* **DATASET EXTRACT**:
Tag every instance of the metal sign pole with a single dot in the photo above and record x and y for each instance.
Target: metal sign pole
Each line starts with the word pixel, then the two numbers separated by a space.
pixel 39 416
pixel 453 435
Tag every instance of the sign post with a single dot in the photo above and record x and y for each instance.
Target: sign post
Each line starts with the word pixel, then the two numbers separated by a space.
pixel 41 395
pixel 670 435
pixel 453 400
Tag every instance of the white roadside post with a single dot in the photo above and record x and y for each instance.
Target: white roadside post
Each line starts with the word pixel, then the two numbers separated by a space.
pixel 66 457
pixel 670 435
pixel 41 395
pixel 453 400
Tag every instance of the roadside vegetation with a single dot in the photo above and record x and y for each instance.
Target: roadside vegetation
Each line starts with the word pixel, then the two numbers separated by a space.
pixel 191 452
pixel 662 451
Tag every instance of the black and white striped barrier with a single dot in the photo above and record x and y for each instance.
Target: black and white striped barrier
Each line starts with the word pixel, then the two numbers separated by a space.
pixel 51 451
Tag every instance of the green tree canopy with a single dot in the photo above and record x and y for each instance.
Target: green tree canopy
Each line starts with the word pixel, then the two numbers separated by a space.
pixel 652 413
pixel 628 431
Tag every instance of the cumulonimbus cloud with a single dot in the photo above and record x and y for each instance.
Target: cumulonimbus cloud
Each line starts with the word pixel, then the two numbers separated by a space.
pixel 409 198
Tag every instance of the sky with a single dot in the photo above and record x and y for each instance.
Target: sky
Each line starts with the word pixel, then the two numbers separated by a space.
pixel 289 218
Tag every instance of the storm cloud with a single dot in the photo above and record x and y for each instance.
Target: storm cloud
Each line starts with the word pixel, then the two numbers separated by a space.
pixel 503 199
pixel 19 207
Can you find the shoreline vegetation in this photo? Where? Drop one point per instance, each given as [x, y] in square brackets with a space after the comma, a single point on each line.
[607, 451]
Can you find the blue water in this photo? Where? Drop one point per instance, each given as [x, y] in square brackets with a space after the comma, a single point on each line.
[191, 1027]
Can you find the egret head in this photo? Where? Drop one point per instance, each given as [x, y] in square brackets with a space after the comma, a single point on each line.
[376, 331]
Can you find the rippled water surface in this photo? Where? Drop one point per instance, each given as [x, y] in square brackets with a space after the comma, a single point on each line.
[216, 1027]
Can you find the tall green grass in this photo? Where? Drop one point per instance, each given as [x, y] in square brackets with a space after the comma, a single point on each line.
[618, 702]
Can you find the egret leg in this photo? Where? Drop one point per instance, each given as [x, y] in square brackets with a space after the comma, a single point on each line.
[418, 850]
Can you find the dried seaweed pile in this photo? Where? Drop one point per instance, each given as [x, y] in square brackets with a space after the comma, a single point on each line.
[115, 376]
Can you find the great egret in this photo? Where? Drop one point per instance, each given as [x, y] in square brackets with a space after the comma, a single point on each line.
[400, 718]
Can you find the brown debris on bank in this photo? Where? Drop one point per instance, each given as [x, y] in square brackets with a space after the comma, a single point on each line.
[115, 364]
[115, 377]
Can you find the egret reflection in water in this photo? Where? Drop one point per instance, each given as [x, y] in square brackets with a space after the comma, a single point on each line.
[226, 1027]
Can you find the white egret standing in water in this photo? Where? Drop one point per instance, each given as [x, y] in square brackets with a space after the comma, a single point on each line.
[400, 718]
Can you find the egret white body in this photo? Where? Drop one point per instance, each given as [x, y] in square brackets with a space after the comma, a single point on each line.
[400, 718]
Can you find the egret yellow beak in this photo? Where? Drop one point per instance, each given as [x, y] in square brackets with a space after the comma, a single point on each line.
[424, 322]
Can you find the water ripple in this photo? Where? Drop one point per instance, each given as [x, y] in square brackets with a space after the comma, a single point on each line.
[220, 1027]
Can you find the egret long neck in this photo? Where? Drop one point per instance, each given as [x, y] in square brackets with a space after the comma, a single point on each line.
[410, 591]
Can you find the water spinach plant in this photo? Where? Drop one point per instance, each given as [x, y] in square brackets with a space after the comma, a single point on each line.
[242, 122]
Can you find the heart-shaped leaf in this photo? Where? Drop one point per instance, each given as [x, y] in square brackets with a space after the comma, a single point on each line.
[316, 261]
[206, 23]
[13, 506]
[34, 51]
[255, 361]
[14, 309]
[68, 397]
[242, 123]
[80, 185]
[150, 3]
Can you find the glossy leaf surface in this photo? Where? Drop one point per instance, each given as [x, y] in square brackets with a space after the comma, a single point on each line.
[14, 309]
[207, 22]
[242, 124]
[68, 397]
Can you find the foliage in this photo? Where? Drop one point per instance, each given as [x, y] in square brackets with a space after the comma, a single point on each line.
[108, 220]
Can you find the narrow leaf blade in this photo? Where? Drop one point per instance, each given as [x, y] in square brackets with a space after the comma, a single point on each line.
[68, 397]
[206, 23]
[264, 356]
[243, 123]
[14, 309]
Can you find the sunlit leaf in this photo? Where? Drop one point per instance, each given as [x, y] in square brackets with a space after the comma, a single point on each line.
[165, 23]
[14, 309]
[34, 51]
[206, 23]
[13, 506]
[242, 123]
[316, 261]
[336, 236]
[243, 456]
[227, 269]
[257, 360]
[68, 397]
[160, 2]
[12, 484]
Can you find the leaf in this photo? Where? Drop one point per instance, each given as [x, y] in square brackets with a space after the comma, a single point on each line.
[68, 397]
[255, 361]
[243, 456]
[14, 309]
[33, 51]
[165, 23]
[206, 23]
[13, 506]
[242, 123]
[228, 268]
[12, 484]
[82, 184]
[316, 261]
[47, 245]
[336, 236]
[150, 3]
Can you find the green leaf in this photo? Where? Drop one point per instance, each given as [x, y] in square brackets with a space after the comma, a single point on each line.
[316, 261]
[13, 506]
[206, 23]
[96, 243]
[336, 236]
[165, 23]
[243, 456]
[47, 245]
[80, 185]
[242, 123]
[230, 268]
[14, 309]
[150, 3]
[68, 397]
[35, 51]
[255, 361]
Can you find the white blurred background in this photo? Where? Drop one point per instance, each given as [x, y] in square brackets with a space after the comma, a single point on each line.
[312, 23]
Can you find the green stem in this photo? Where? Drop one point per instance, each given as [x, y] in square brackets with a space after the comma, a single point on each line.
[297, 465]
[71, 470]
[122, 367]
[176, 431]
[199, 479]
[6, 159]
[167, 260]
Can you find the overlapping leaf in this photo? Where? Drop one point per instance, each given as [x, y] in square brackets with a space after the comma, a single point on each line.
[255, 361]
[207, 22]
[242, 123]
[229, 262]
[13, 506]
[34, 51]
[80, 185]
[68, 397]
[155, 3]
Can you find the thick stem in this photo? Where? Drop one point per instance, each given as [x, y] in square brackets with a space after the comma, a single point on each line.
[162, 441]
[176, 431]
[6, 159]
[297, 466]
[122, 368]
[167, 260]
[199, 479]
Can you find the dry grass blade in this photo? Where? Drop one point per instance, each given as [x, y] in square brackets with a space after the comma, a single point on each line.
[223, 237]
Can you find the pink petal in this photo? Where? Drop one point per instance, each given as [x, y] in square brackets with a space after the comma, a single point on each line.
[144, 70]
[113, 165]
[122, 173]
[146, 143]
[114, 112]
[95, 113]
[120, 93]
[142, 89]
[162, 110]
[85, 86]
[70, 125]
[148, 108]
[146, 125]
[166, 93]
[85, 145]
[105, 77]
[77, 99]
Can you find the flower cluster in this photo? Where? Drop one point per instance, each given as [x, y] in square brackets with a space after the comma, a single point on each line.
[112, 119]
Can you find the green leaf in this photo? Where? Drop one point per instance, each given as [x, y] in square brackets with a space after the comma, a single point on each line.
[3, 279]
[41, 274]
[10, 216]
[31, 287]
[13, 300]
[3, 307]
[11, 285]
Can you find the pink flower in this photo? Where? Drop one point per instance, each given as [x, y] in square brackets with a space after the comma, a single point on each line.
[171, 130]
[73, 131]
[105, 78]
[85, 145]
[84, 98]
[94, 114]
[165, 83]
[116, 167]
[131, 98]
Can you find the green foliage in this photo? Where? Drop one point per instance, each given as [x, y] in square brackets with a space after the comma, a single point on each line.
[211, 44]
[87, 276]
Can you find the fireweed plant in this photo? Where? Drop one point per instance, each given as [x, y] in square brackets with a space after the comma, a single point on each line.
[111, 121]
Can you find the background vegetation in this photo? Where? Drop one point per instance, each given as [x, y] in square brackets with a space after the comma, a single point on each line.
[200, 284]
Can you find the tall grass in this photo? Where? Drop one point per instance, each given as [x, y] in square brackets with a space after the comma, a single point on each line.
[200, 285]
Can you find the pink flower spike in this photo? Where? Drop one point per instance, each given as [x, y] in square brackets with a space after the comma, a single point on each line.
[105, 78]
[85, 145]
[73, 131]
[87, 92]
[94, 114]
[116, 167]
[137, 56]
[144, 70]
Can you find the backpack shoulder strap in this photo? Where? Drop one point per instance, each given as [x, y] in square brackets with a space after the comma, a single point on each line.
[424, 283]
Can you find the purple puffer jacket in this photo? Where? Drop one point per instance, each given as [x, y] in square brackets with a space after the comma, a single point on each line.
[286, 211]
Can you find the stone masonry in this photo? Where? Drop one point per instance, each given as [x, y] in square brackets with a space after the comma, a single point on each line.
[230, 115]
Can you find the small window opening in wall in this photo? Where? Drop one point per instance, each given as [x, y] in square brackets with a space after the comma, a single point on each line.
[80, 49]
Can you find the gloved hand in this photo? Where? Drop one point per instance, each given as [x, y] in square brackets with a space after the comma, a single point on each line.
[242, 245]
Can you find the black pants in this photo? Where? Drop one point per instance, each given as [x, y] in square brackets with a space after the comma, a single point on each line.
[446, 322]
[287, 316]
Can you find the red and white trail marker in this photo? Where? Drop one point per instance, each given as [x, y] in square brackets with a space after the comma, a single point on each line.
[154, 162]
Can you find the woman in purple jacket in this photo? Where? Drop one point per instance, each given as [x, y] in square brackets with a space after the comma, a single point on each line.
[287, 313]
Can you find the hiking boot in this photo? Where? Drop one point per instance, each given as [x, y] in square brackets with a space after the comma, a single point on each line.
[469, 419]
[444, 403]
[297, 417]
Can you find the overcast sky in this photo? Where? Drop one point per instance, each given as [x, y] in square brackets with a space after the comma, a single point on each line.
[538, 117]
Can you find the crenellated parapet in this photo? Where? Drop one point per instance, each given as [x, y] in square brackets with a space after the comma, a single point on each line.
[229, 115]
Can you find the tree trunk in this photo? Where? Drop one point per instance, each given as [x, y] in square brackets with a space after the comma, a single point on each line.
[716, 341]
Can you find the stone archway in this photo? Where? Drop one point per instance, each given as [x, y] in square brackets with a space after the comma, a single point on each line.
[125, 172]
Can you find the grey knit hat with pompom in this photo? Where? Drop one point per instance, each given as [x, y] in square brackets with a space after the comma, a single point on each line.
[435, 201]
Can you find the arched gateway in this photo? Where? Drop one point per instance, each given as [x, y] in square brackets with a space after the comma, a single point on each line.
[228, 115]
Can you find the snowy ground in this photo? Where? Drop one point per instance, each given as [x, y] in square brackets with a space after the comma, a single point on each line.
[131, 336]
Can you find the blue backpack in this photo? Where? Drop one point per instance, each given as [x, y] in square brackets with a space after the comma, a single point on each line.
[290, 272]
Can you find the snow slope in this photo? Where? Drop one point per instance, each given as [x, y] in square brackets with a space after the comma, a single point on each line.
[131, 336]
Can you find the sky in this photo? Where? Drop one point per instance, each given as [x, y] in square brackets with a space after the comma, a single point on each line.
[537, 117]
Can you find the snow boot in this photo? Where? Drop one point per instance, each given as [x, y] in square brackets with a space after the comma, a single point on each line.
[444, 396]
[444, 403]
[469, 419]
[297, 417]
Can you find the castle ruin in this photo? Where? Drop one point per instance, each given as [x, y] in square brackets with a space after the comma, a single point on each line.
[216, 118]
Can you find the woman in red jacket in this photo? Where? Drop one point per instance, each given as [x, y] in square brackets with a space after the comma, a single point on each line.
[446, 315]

* **STATED PROBLEM**: Write the lines out verbatim, from the one with "Can you find the snow slope" through the last line of the entries, and stop there.

* **TASK RESPONSE**:
Can you find the snow slope in this photo? Where? Drop one point per instance, each given as [x, y] in square brackets with a space after the comma, a single point on each line.
[131, 336]
Can you find the sky in this photo? Where? Drop one point per instance, each given as [x, y] in square brackets with a space after the comma, a single point on each line.
[537, 117]
Can you find the snow boot in this photo? Where? Drop one point per instance, each given as [x, y] in square brackets with a space after the comma, a single point on each line.
[444, 396]
[444, 403]
[469, 419]
[297, 417]
Can you find the castle ruin in this photo? Where? Drop one point per instance, each given as [x, y] in square brackets with a space after the comma, a single point on each line.
[216, 118]
Can you find the woman in red jacket in this photo? Where? Drop one point per instance, each given as [x, y] in square brackets with a space after the comma, a single point on each line.
[446, 315]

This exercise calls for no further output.